**Written task**:
Repeat the lines of the listing below exactly, starting at the line that contains "of the cloudy" and running through the last line, both included, and only those.

**Data shown**:
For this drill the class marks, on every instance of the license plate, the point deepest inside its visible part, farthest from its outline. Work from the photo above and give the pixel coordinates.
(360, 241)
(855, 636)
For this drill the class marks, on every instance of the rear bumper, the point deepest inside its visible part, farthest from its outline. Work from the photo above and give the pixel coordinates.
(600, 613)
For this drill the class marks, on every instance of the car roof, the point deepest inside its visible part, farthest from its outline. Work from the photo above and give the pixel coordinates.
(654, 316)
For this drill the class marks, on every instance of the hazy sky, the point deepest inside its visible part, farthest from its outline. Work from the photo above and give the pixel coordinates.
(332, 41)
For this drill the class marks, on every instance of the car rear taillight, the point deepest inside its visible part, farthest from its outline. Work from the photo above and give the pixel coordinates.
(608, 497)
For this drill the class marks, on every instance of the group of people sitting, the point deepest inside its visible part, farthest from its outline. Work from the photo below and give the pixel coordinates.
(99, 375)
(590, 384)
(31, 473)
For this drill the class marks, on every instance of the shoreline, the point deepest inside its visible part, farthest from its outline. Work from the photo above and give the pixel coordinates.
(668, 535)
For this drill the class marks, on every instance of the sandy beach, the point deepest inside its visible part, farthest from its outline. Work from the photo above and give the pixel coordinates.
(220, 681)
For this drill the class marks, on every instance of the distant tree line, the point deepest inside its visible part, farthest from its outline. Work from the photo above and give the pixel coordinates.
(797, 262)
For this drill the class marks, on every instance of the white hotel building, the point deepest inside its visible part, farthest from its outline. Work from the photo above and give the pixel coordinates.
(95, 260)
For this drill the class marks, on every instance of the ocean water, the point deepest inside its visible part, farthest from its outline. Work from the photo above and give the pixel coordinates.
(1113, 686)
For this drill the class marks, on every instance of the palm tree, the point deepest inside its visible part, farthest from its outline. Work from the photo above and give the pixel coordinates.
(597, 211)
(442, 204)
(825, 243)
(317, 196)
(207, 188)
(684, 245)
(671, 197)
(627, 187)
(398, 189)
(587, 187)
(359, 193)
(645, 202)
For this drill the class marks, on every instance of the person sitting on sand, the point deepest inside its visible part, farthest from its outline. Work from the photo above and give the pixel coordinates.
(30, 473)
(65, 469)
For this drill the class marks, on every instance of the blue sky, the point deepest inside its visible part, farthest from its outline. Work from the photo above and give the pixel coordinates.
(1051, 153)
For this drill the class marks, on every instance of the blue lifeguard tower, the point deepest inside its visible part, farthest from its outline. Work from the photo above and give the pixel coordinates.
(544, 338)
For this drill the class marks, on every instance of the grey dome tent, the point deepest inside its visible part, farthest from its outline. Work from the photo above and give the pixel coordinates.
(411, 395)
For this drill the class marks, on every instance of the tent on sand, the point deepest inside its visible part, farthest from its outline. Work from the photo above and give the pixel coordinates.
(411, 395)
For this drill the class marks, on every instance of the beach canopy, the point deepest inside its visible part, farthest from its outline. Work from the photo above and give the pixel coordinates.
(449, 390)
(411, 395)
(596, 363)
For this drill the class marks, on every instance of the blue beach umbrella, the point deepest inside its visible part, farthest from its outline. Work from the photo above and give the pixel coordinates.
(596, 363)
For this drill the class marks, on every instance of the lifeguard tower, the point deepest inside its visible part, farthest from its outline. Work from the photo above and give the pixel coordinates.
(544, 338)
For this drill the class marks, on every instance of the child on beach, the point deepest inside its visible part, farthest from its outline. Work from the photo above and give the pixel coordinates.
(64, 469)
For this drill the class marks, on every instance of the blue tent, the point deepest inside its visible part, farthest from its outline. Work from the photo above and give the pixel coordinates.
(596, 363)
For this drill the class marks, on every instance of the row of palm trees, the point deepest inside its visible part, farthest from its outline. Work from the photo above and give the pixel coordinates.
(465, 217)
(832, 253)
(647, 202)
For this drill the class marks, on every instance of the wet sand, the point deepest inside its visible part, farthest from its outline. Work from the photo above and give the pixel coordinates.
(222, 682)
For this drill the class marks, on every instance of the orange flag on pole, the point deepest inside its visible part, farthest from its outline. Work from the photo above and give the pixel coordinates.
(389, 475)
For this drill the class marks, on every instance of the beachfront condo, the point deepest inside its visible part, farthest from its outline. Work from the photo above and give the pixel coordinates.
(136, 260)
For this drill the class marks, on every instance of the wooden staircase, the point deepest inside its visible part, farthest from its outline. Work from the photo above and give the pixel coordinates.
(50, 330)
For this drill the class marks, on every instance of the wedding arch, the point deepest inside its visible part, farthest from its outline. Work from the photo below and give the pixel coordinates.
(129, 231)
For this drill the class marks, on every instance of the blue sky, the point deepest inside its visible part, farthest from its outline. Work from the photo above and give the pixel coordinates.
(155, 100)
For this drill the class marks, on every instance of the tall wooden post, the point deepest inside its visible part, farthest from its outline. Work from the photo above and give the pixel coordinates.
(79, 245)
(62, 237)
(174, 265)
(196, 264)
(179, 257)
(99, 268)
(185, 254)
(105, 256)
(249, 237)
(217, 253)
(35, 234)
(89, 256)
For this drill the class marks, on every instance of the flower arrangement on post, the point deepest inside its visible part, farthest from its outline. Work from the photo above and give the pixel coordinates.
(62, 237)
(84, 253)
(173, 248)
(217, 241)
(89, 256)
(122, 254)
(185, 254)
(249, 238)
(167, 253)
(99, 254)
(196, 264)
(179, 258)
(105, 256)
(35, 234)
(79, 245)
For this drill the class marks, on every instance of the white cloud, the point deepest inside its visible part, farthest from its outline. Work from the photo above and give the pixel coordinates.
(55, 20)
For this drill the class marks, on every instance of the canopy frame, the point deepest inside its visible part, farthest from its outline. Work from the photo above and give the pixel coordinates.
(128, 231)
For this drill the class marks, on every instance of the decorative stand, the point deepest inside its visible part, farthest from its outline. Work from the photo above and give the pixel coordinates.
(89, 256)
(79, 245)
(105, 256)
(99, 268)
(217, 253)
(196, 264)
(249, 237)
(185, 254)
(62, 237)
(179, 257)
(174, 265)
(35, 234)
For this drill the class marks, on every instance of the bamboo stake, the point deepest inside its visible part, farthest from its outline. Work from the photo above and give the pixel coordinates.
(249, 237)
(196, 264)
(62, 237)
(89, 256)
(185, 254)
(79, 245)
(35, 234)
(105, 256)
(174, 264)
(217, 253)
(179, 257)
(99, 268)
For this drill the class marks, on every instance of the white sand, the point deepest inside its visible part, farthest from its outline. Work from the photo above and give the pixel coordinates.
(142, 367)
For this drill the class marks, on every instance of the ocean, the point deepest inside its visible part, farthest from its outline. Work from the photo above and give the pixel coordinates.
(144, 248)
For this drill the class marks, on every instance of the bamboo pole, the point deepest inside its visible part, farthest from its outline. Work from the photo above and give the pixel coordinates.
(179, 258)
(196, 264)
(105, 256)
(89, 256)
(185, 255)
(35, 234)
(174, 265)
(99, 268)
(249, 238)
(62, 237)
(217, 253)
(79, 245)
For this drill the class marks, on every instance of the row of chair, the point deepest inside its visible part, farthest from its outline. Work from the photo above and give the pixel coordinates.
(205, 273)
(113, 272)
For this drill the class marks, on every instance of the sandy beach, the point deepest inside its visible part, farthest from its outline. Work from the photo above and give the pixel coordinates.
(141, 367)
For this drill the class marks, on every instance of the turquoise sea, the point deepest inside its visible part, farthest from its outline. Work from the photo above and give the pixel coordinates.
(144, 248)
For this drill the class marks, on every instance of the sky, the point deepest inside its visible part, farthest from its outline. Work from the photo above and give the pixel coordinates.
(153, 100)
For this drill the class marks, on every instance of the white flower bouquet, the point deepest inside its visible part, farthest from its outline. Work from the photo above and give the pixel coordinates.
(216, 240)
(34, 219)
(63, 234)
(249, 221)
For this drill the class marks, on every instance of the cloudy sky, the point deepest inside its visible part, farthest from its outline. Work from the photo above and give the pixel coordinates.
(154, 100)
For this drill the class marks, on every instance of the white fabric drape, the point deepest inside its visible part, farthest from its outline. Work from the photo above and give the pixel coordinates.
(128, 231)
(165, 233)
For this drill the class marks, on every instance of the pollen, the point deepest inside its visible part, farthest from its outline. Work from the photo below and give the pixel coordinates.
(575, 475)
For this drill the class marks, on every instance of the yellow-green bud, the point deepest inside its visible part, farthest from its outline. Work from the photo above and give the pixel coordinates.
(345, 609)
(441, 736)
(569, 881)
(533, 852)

**Response for this exercise**:
For this drill the class marks, on every instance of the cloudy sky, the point deepest inside its visible part, farthest from its outline. Work from the photo above and give the pixel coordinates.
(154, 100)
For this drill the class marks, on every instance of the white fabric drape, the point deepest inside its visible part, farthest from its outline. Work from the photo above and give the pixel coordinates.
(128, 231)
(165, 233)
For this drill the class marks, on every instance of the pollen, the point deepest inside its visible part, farthest from its outline. Work from the photo below and give the pixel coordinates.
(575, 475)
For this drill the class marks, on every instance of the yellow-green bud, the point deepest inside its visible part, farthest from its outline. Work from the photo above and give the pixel coordinates.
(345, 609)
(441, 736)
(569, 881)
(533, 852)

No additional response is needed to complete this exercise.